ASSIGNMENT = What lines in the records below include the word "collar"? Return each one.

---+---

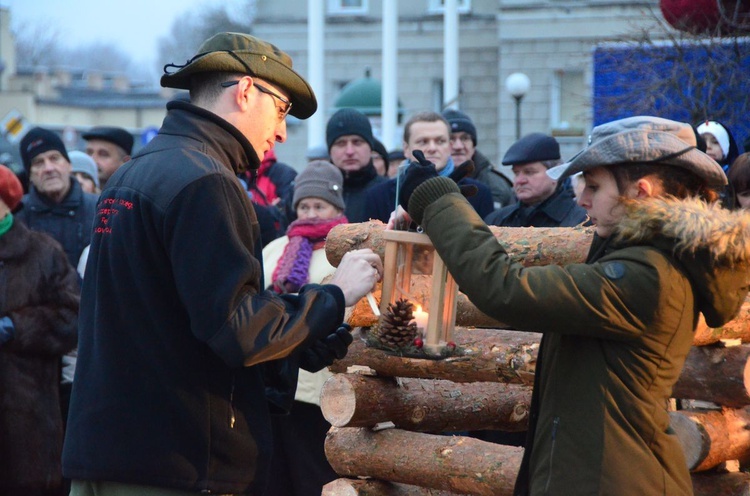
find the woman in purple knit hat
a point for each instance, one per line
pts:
(299, 466)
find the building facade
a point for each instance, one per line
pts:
(551, 41)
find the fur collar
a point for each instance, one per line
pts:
(692, 226)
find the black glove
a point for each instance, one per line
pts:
(7, 330)
(422, 170)
(324, 351)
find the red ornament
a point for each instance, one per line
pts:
(701, 16)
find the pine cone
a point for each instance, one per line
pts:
(396, 328)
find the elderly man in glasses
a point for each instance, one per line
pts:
(182, 355)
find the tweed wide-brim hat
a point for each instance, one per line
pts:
(239, 52)
(643, 140)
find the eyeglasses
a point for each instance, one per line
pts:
(283, 111)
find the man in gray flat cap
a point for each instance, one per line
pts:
(110, 147)
(540, 202)
(182, 355)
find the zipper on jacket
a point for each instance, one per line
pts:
(232, 417)
(555, 423)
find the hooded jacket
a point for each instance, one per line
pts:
(179, 345)
(559, 210)
(68, 222)
(616, 332)
(40, 295)
(500, 186)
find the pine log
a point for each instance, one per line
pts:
(374, 487)
(710, 438)
(721, 484)
(527, 245)
(489, 356)
(737, 328)
(350, 400)
(468, 315)
(717, 374)
(450, 463)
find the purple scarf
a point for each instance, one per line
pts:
(293, 270)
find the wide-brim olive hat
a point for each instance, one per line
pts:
(238, 52)
(643, 140)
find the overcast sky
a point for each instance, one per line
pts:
(133, 25)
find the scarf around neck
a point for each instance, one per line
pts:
(5, 224)
(293, 269)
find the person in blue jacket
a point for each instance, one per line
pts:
(183, 357)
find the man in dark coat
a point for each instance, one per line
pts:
(182, 356)
(38, 319)
(430, 133)
(55, 203)
(110, 147)
(350, 144)
(541, 203)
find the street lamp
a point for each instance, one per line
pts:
(518, 85)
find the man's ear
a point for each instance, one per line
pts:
(407, 152)
(645, 188)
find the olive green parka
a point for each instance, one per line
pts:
(616, 332)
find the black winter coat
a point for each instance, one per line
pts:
(177, 338)
(559, 210)
(40, 295)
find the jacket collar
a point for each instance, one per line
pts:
(41, 203)
(710, 243)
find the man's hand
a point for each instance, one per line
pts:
(423, 170)
(357, 274)
(324, 351)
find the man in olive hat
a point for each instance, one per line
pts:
(541, 203)
(182, 355)
(110, 147)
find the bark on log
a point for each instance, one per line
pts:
(717, 374)
(489, 356)
(468, 315)
(710, 438)
(374, 487)
(737, 328)
(721, 484)
(450, 463)
(350, 400)
(527, 245)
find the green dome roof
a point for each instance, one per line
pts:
(363, 94)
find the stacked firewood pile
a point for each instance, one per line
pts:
(389, 413)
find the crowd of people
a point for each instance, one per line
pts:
(169, 313)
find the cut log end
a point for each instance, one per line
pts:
(340, 401)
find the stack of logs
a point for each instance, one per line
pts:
(388, 411)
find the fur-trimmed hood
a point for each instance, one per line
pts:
(711, 243)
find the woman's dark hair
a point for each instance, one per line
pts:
(676, 181)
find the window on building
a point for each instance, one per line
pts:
(437, 6)
(570, 103)
(347, 7)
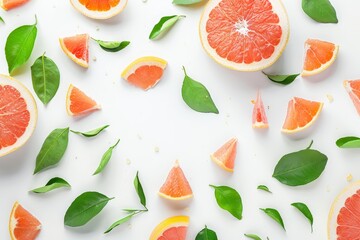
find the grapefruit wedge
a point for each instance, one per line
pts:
(319, 55)
(77, 48)
(18, 115)
(173, 228)
(144, 72)
(78, 103)
(99, 9)
(244, 35)
(22, 224)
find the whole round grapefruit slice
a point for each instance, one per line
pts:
(22, 224)
(18, 114)
(99, 9)
(244, 35)
(344, 215)
(173, 228)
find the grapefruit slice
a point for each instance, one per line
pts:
(319, 55)
(18, 115)
(244, 35)
(176, 186)
(344, 215)
(78, 103)
(144, 72)
(77, 48)
(301, 114)
(173, 228)
(259, 119)
(22, 224)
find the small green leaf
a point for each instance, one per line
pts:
(84, 208)
(53, 149)
(305, 211)
(19, 46)
(52, 184)
(164, 25)
(196, 96)
(91, 133)
(105, 158)
(45, 78)
(282, 79)
(229, 199)
(274, 214)
(348, 142)
(320, 10)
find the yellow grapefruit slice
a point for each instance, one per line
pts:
(144, 72)
(18, 115)
(22, 224)
(319, 55)
(244, 35)
(173, 228)
(99, 9)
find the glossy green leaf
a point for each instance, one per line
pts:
(19, 46)
(275, 215)
(45, 78)
(53, 149)
(84, 208)
(320, 10)
(229, 199)
(196, 96)
(52, 184)
(91, 133)
(164, 25)
(105, 158)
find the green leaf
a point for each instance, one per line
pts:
(164, 25)
(105, 158)
(84, 208)
(91, 133)
(19, 46)
(52, 149)
(305, 211)
(300, 168)
(206, 234)
(196, 96)
(282, 79)
(229, 199)
(320, 10)
(45, 78)
(52, 184)
(264, 188)
(139, 190)
(274, 214)
(348, 142)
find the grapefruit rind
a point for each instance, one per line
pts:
(176, 221)
(255, 66)
(32, 108)
(99, 14)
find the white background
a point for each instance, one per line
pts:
(160, 118)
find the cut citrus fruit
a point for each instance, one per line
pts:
(176, 186)
(301, 114)
(225, 155)
(244, 35)
(78, 103)
(145, 72)
(99, 9)
(77, 48)
(344, 215)
(22, 224)
(173, 228)
(18, 115)
(259, 119)
(319, 55)
(353, 88)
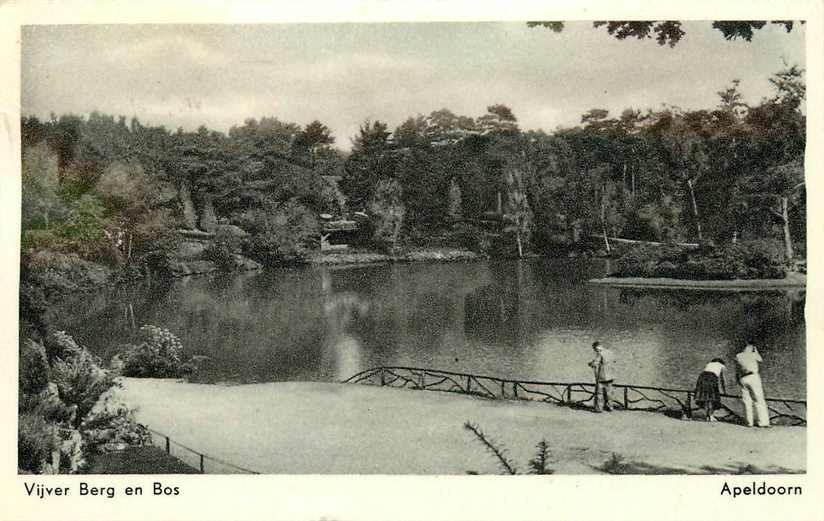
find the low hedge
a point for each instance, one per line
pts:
(743, 260)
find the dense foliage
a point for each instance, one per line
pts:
(158, 355)
(112, 192)
(743, 260)
(67, 412)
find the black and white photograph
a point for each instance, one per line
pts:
(534, 247)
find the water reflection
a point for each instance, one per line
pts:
(532, 319)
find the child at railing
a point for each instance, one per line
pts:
(712, 382)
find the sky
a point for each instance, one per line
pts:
(343, 74)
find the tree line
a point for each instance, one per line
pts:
(113, 190)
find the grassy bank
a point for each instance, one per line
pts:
(309, 428)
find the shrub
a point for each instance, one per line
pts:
(281, 235)
(539, 464)
(159, 355)
(744, 260)
(33, 369)
(221, 250)
(81, 382)
(160, 253)
(36, 440)
(111, 426)
(60, 345)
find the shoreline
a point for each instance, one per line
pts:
(435, 254)
(335, 428)
(792, 281)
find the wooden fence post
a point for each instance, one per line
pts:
(689, 405)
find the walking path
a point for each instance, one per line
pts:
(327, 428)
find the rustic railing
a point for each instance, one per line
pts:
(203, 462)
(572, 394)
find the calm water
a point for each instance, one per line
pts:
(530, 319)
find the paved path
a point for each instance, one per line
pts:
(325, 428)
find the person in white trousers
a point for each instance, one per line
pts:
(752, 392)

---+---

RESPONSE TO THIS EXERCISE =
find the fur collar
find the jacket collar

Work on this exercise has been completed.